• What to produce: Return exactly the line that contains "Put a point on the alamy" and all lines beneath it in the entries, through the very last one.

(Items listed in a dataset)
--------

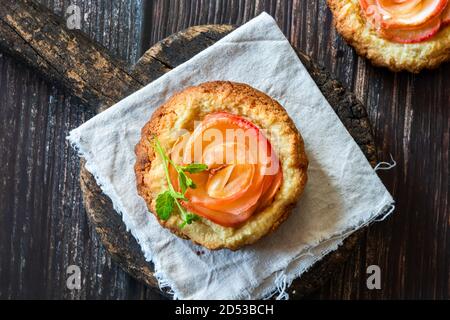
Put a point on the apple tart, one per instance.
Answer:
(402, 35)
(221, 164)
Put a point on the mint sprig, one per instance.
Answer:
(167, 200)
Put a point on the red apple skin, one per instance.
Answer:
(446, 16)
(435, 13)
(414, 36)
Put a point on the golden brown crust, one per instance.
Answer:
(193, 104)
(354, 28)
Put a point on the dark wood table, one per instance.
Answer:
(43, 226)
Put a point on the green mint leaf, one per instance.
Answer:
(189, 218)
(164, 205)
(195, 168)
(183, 182)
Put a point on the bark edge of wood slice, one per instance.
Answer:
(171, 52)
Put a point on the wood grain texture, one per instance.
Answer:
(31, 33)
(124, 248)
(42, 224)
(410, 114)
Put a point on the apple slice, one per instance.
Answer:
(398, 7)
(418, 16)
(446, 16)
(414, 35)
(244, 172)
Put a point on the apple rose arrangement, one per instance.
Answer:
(224, 171)
(407, 21)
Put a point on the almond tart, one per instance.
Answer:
(221, 164)
(402, 35)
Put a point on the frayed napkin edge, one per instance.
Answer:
(282, 281)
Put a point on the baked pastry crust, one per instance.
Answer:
(193, 104)
(352, 25)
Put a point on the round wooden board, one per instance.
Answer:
(171, 52)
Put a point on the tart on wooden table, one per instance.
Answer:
(403, 35)
(221, 164)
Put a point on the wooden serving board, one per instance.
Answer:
(170, 53)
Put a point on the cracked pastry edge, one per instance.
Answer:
(258, 108)
(354, 28)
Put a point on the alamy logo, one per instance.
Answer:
(74, 280)
(374, 280)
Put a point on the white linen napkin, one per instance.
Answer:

--------

• Expected output:
Put a point on the alamy logo, one per instance.
Answer:
(74, 280)
(374, 280)
Put a point on the white linen napkin, one per instance.
Answer:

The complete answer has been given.